===== Выделенный текст
Время – материя ускользающая… Его бесценные фрагменты подчас бесследно исчезают, как «мимолётное виденье», оставляя позади себя мрак и пустоту. Данное наблюдение относится не только к частной жизни, но и к опыту целых поколений. Как писал старик Державин, «река времён» «топит в пропасти забвенья народы, царства и царей».
Сравнительно недавно ныне живущие литераторы – Борис Кутенков, Николай Милешкин и Елена Семёнова – предприняли беспрецедентный труд как по спасению драгоценных фрагментов прошлого, так и по реставрации картины жизни целого литературного поколения. Они создали поэтическую антологию «Уйти. Остаться. Жить» (М.: «ЛитГОСТ», 2019), где явлено альтернативное официальности или стоящее сбоку от неё поколение поэтов, творивших в 70-е-80-е годы. Эти поэты подчас были гонимы, не поняты современниками и рано ушли.
Судьбы многих отечественных литераторов в позднесоветский период были драматичны, сложны, исполнены страданий и творческих поисков. Однако достоверно узнать о них не всегда возможно: неумолимое время кидает человеческие (и писательские) судьбы в «пропасть забвенья».
Свидетельство об ушедшем позднесоветском поколении «проклятых поэтов» (позволим себе здесь некоторую игру с понятием, пришедшим из французской словесности) оставил в намеренно хулиганских стихах один из этих поэтов – Сергей Трофимов (1953-1979): Спасибо родине, народу / и лично Лёньке Ильичу / за эти человеко-годы, / что тихо канули в мочу. Как и многие поэты сравнительно недавнего, но неизменно памятного прошлого, Сергей Трофимов был социально неприкаян, пил, маялся по психушкам… Он оставил свидетельство не только о себе, но и о целом созвездии поэтов, которым довелось творить в очень непростых условиях.
==========
Формулировка задания —
Объясните по выделенному тексту, почему о судьбах многих отечественных литераторов позднесоветского периода не всегда удается узнать достоверно. Уложитесь в одно-три предложения.
===== Исходные данные
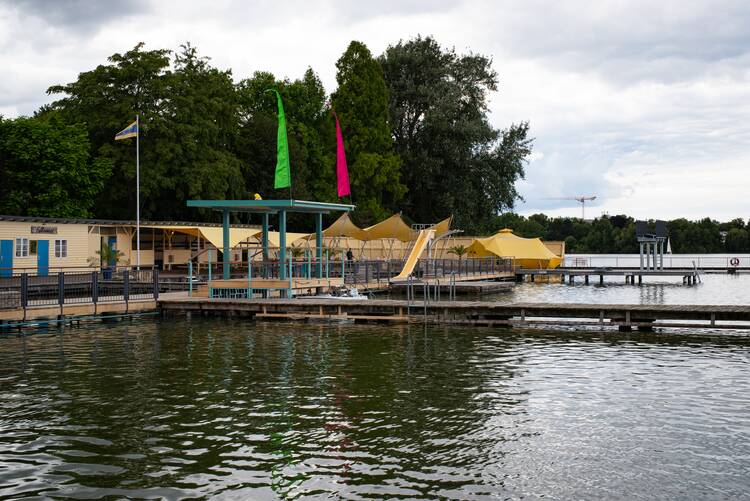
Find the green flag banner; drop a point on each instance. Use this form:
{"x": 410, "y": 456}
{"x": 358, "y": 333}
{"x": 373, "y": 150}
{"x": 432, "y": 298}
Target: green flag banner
{"x": 283, "y": 173}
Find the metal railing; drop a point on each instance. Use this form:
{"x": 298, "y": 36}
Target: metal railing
{"x": 678, "y": 261}
{"x": 23, "y": 290}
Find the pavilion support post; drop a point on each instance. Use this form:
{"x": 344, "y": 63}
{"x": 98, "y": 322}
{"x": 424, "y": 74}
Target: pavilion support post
{"x": 319, "y": 245}
{"x": 641, "y": 255}
{"x": 264, "y": 244}
{"x": 226, "y": 251}
{"x": 282, "y": 244}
==========
Полный ответ —
Узнать о них достоверно удается не всегда, потому что неумолимое время кидает человеческие и писательские судьбы в «пропасть забвенья». Бесценные фрагменты прошлого порой исчезают бесследно. Это касается не только частной жизни, но и опыта целых поколений.